__Aangeleverde tekst__
════════════════════
Daudet verhaalt, hoe de Prins van Olmütz de jonge vrouw van zijn buurman weet mee te tronen, om eene reis per jacht rondom de wereld te maken, rien que ça. Zoodra ze op de Middellandsche zee onder zeil zijn, lijdt Lydie aan hevige aanvallen van zeeziekte. Daar de Prins aan volkomen gemis van geweten en gemoed laboreert, begint hem dezen tegenspoed oogenblikkelijk zoo te vervelen, dat hij te Monaco aan land gaat, en al zijn geld verspeelt. Hij merkt nu voor het eerst op, dat de door hem geschaakte vrouw te groote handen en voeten heeft, waaruit hij opmaakt, dat ze van zeer burgerlijke geboorte zal zijn. Hij minacht haar als een stuk speelgoed, dat niet meer behaagt. Hij schrijft aan een vriend - ook du dernier bateau: - ‘Je pense au cri d'horreur qu'elle pousserait, si elle entrait dans moi subitement; ce moi, tellement obscur et trouble qui je m'y perds, que j'y ai peur, si elle l'habitait tout à coup.’
Het ziet er zeer zwart uit in dat ‘moi’ van den Prins. Hij zegt met de grootste bedaardheid: ‘Patrie, drapeau, famille, n'éveillent en moi qui des échos hypocrites, du vent, du son.’ Hij meent, dat de studie der Duitsche wijsbegeerte velen der jongste Franschen zoo doet gevoelen; hij noemt Kant, Hartmann, ‘surtout l'autre, le fameux’ (hoogstwaarschijnlijk Schopenhauer) als oorzaak der ‘lassitude et décrépitude morales.’ Het spreekt vanzelf, dat niemand hem op zijn woord gelooft, zelfs hij zelf niet.
════════════════════
__Aangeleverde gegevens__
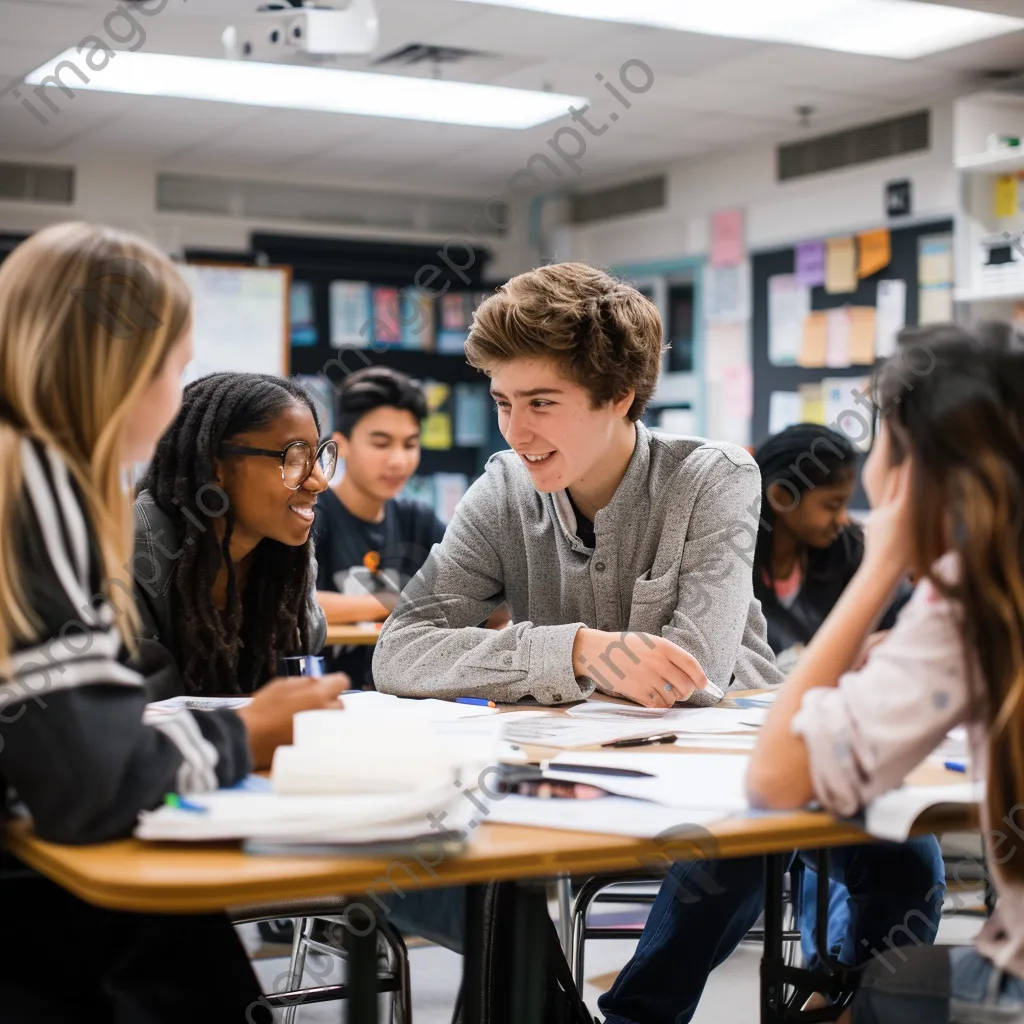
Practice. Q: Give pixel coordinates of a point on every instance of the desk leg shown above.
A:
════════════════════
Klopt elk van deze beweringen volgens de aangeleverde tekst? Antwoord per bewering met ja of nee en citeer letterlijk de woorden uit de tekst die de doorslag geven.
1. Lydie krijgt last van zeeziekte zodra ze op de Middellandse Zee onder zeil zijn.
2. De Prins wint in Monaco veel geld.
3. Uit Lydies grote handen en voeten leidt de Prins af dat ze van adellijke afkomst is.

1. Ja: "Zoodra ze op de Middellandsche zee onder zeil zijn, lijdt Lydie aan hevige aanvallen van zeeziekte."
2. Nee: "dat hij te Monaco aan land gaat, en al zijn geld verspeelt."
3. Nee: "waaruit hij opmaakt, dat ze van zeer burgerlijke geboorte zal zijn."